■ Request: Print the material below line for line without changing any of it.

■ Task data:
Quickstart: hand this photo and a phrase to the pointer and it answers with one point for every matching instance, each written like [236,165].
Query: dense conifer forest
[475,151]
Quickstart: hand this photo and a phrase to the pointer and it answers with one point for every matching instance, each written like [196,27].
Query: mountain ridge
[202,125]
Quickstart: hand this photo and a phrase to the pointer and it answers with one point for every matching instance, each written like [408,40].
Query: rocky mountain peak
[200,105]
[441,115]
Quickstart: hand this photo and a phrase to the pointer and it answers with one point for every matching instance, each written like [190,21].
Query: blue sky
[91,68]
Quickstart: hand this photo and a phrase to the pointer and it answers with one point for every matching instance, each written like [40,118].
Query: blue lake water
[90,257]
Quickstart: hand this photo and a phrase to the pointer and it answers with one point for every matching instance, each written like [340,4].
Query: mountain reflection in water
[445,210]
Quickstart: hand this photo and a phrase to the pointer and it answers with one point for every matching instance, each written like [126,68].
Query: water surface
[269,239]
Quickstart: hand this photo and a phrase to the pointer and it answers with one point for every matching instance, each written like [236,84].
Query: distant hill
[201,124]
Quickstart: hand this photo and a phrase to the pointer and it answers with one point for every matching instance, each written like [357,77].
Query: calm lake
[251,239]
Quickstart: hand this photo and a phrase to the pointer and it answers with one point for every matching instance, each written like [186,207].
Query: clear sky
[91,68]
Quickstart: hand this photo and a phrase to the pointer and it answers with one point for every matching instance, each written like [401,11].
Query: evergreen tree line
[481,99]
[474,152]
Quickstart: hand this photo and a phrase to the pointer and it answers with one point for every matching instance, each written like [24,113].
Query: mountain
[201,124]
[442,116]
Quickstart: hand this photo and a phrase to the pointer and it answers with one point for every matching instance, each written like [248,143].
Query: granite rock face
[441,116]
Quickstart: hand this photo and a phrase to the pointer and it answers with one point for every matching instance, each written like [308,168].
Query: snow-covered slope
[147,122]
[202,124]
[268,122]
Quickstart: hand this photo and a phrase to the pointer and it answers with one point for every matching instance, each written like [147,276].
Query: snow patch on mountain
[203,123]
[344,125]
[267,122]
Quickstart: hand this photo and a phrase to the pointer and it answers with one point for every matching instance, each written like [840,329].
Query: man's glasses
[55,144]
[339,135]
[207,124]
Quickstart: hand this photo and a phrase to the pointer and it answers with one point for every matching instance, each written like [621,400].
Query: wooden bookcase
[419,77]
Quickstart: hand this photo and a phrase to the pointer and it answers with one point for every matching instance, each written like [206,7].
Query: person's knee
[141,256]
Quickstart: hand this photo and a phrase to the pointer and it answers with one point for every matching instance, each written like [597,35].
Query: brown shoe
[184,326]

■ Correct answer:
Quickstart: hand this photo and a phrase to the pointer and it answers with one point for every matching instance, each written like [236,165].
Query: dense conifer forest
[475,151]
Quickstart: hand this photo and a phrase to the pointer and it answers with one point for every matching instance, each written like [196,27].
Query: mountain ridge
[202,125]
Quickstart: hand this photo and a phrase to the pointer and it answers with one point for every matching instance, each written like [408,40].
Query: rocky mountain peak
[200,105]
[441,115]
Quickstart: hand this photo and a phrase to the pointer and it answers with one point for every matching instance, each written like [190,21].
Query: blue sky
[91,68]
Quickstart: hand this photo and a phrase to the pointer and it answers with one point for every matching instance, each written like [40,118].
Query: blue lake water
[90,257]
Quickstart: hand this photo and a phrase to the pointer and it answers with one point for every matching instance, each written like [340,4].
Query: mountain reflection in water
[445,210]
Quickstart: hand this photo and a phrase to the pointer and it answers with one point for every matching instance, each written like [126,68].
Query: water surface
[269,239]
Quickstart: hand this photo and a phrase to the pointer and it answers with one point for every matching instance, each written like [236,84].
Query: distant hill
[201,124]
Quickstart: hand this photo and a phrase to the pointer and it answers with one point for every matching instance, each written like [357,77].
Query: calm lake
[251,239]
Quickstart: hand this photo and a phrase to the pointer and it answers with one point for every matching instance, each written like [186,207].
Query: clear sky
[91,68]
Quickstart: hand this photo and a phrase to the pointer and it answers with one point for every matching instance, each written like [401,11].
Query: evergreen tree line
[481,99]
[474,152]
Quickstart: hand this photo and a phrase to the pointer and it answers with one point for every matching instance, each written like [24,113].
Query: mountain
[201,124]
[442,116]
Quickstart: hand this photo and a phrase to the pointer and it answers with one point for every matching instance, each written like [248,143].
Query: granite rock face
[441,116]
Quickstart: hand this photo and a phrase to the pointer and it answers with one point for every matching instance, each written like [308,168].
Query: snow-covered slope
[147,122]
[202,124]
[268,122]
Quickstart: hand this photo and a phrase to the pointer and it answers with one point for every matching instance, each written like [147,276].
Query: snow patch on mountain
[203,123]
[344,125]
[267,122]
Quickstart: hand this photo and a phrase to the pointer and it answers with one point for every matching instance, each written like [840,329].
Query: man's glasses
[55,144]
[339,135]
[207,124]
Quickstart: hand this photo and a phrase to the pointer and it answers with one point for every matching instance, each written like [621,400].
Query: wooden bookcase
[419,77]
Quickstart: hand this photo and a phrase to the pointer and it answers with one point for every matching instance, each written like [206,7].
Query: person's knee
[141,256]
Quickstart: hand this photo and a phrase to the pointer and it answers with one point for every matching instance, each written like [597,35].
Query: brown shoe
[184,326]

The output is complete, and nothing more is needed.